_Written problem:_ Reproduce word for word the lines below, starting at the line that has "Highlight the white window trim." and stopping after the line that has "[1214,552,1270,585]".

====

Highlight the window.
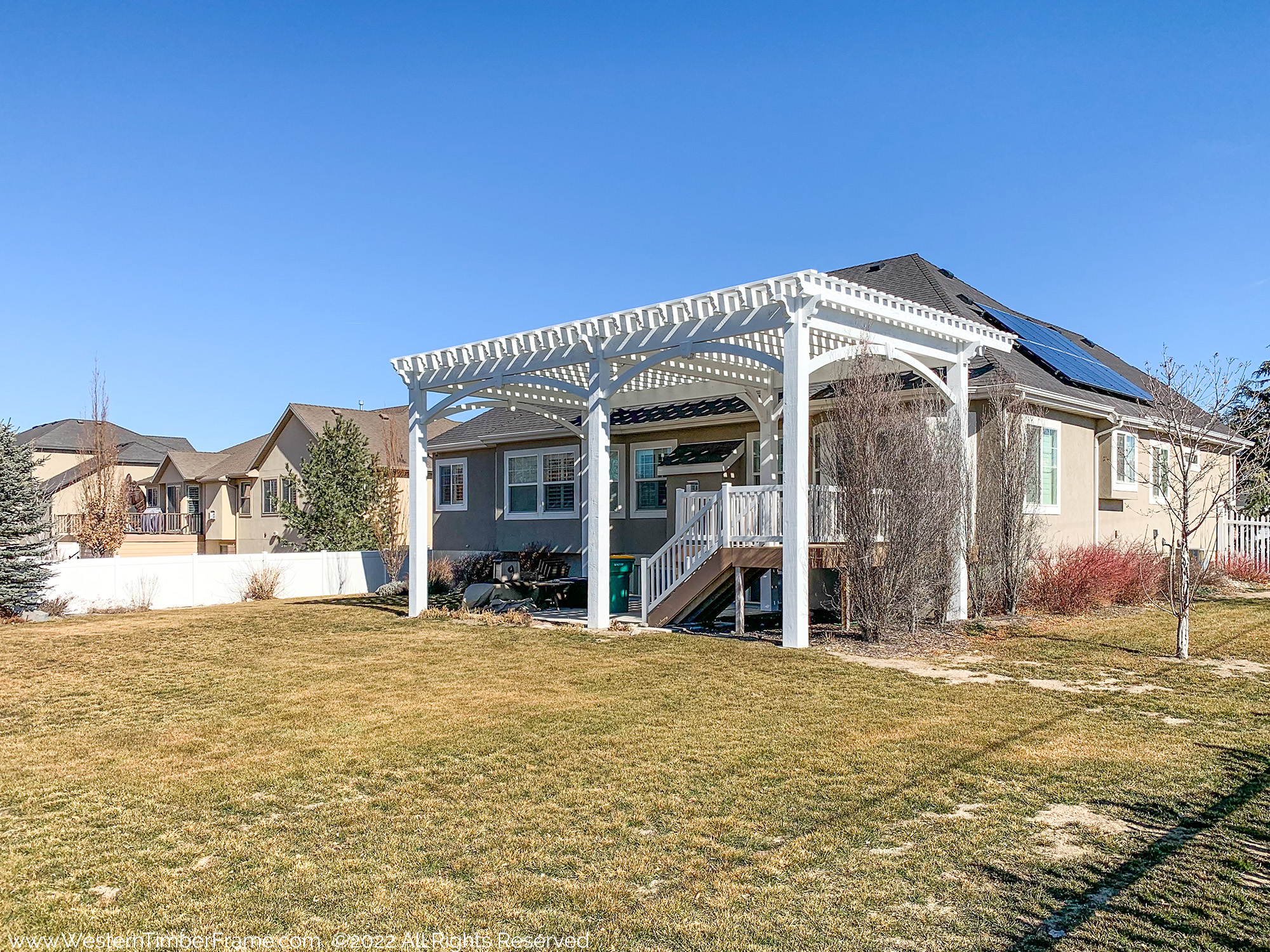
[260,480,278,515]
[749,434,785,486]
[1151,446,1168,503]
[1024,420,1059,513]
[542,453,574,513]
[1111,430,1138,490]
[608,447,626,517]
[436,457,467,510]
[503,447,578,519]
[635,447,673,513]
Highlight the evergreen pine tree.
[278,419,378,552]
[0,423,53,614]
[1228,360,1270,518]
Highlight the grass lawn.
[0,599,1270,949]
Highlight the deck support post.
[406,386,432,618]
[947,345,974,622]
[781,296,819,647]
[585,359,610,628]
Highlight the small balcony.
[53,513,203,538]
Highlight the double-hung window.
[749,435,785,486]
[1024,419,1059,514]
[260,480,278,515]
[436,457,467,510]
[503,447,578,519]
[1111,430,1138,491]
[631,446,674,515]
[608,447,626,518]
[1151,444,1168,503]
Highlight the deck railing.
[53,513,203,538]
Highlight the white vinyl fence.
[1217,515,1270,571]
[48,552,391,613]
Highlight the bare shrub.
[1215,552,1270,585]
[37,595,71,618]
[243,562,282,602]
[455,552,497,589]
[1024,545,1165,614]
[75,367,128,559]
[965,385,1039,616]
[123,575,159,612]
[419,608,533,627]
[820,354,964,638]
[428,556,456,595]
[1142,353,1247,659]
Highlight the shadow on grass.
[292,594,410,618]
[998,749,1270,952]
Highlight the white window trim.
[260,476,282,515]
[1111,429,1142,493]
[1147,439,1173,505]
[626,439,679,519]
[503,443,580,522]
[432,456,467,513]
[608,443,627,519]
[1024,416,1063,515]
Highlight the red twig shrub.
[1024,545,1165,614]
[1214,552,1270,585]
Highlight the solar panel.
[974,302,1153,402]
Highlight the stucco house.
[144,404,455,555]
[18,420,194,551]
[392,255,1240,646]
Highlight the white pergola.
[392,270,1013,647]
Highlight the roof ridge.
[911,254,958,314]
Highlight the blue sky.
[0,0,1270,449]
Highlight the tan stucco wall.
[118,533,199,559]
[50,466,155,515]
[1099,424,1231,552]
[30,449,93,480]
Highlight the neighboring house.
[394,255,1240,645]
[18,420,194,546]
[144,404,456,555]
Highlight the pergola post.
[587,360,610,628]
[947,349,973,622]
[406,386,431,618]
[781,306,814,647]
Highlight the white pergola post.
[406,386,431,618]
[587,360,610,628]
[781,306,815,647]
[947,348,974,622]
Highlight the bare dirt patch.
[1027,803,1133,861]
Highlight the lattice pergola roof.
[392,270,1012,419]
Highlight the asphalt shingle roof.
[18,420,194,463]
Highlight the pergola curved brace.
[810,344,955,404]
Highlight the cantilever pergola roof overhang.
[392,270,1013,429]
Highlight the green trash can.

====

_Task solution:_
Highlight the white window trim.
[260,476,282,515]
[1111,429,1142,493]
[1147,439,1173,505]
[626,439,679,519]
[503,443,580,522]
[432,456,467,513]
[608,443,627,519]
[1024,416,1063,515]
Highlight the red twig shrub.
[1024,545,1165,614]
[1214,552,1270,585]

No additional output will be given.